# WORK INSTRUCTIONS
1. From the account of Rohan's cancer treatment, extract the part that opens with the words containing "Both Kent and" and closes with "throughout the treatment.".
2. In the account of Rohan's cancer treatment, how many radiation treatments did Rohan undergo at the Center for Companion Animal Health?
3. Proceed with the account of Rohan's cancer treatment, writing on from its last sentence.

# EXTRACTED TEXT
Content starts
At the Center for Companion Animal Health in Davis, Rohan underwent four radiation treatments aimed at his tumor and lymph nodes. Radiation therapy on its own has many immunological effects, Monjazeb explains. For one, it kills tumor cells, making them more recognizable by the person’s immune system. Dying cancer cells release a surge of proteins that activate the host’s immune defenses, which generate cancer-specific white blood cells to fight the cancer. Secondly, radiation breaks up the tumor, allowing the body’s circulating immune cells in the blood to gain better access to the remaining tumor. In addition, radiation destroys immune-suppressive cells recruited by the cancer that have kept the host’s immune system at bay.
In addition to giving him radiation treatments, veterinarians injected immune-enhancing drugs into Rohan’s tumor site to stimulate his immune system to mount a local response to the tumor.
At home in between treatments, Rohan received oral drugs that helped stop the immune suppression caused by his tumor. The drugs put a damper on regulatory T-cells that normally lower the body’s immune response — a safeguard that keeps our immune system from recognizing our body as foreign, but also hampers fighting a tumor.
“The combination of radio-therapy and immunotherapies is like putting one foot on the gas and taking the other off the brake at the same time,” says Monjazeb. “This strategy promotes a maximal response against the cancer.”
Both Kent and Monjazeb were very pleased with how Rohan and the other dogs in the trial responded to the unique therapy. Rohan lived another six months, three times longer than had been predicted without therapy. And, as importantly, his quality of life remained good throughout the treatment.
Content ends
# DATA EXTRACT
Content starts
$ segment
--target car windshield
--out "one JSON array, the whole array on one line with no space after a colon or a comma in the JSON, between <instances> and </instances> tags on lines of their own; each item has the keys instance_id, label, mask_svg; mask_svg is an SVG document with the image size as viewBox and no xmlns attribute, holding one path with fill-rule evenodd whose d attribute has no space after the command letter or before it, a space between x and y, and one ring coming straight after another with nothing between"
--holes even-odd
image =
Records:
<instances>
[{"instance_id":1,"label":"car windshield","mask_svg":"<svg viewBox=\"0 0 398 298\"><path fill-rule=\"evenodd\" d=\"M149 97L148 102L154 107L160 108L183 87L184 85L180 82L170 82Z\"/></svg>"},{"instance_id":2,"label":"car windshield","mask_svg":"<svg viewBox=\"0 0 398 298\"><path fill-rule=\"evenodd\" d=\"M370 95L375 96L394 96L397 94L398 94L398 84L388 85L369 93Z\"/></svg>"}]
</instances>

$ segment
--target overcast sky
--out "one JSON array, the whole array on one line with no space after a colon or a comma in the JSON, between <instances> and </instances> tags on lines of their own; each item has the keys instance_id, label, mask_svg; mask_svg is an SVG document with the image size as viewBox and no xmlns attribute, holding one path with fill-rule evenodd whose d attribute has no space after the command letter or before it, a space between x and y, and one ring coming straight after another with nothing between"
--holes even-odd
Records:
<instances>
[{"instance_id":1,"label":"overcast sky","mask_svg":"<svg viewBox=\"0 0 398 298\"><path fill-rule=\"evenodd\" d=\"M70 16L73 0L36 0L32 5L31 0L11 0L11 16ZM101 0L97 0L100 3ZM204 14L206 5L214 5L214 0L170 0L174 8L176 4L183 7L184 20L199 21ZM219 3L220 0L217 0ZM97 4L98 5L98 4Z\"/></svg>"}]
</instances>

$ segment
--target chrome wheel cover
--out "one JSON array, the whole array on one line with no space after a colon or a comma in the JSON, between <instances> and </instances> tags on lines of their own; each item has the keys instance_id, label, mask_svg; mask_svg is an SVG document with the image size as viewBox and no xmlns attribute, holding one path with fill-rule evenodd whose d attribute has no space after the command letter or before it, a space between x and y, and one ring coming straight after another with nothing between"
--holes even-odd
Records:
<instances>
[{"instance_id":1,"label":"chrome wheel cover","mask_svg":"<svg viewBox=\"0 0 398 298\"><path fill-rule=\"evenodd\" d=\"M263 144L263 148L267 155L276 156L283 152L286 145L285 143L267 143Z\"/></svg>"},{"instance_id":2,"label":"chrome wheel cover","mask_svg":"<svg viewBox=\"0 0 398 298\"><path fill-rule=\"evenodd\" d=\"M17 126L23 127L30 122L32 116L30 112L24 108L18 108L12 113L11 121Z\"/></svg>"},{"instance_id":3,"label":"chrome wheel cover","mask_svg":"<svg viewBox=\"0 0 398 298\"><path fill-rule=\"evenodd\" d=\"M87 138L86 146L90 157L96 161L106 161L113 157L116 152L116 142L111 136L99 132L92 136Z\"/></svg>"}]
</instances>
Content ends
# SOLVED PROBLEMS
1.
Both Kent and Monjazeb were very pleased with how Rohan and the other dogs in the trial responded to the unique therapy. Rohan lived another six months, three times longer than had been predicted without therapy. And, as importantly, his quality of life remained good throughout the treatment.

2. Four.

3.
“Every time he came out of treatment, he had more energy,” recalls DeZerega-Thomson, whose family includes her husband and two children, ages 8 and 10. “We took him to the lake and hiking — he really enjoyed his last months.”
Dogs as models
Monjazeb notes that dogs make excellent experimental models for human cancers, and that the collaboration with the vet school has allowed him to rapidly advance his research. Spontaneous cancers in dogs behave much more like those in humans than do cancers induced in lab mice, he explains. This makes results from dog trials much more likely to predict outcomes in people with cancer. The fact that dogs with such advanced disease responded so well to even a short course of therapy is extremely encouraging, and he hopes to soon begin safety trials in human patients who have metastatic melanoma.
“Partnerships of this kind can be done only at UC Davis, where there is strong medical and veterinary clinical research on people and animals being done in such close proximity,” Monjazeb says. “I know of no other place in the country that provides this opportunity.”
Kent agrees, and looks forward to collaborating more often with the Comprehensive Cancer Center. He emphasizes that clinical trials for pets carry similar ethical concerns and require safeguards similar to those for humans.
“Research in companion animals must not diminish quality of life,” he says. “Treatments must be safe, and they must not cause harm.”
When Rohan did poorly several months after finishing his treatment, and it was clear that the cancer had spread throughout his lungs, everyone agreed that it was time to let him go.
DeZerega-Thomson relates how as soon as they realized that Rohan would not survive much longer, Kent met the family outdoors, where Rohan was happiest, and very peacefully put him to sleep.
“We would definitely do it all again,” says DeZerega-Thomson. “It was a privilege to participate in research that not only helped Rohan, but might one day also help others — pets, as well as people.”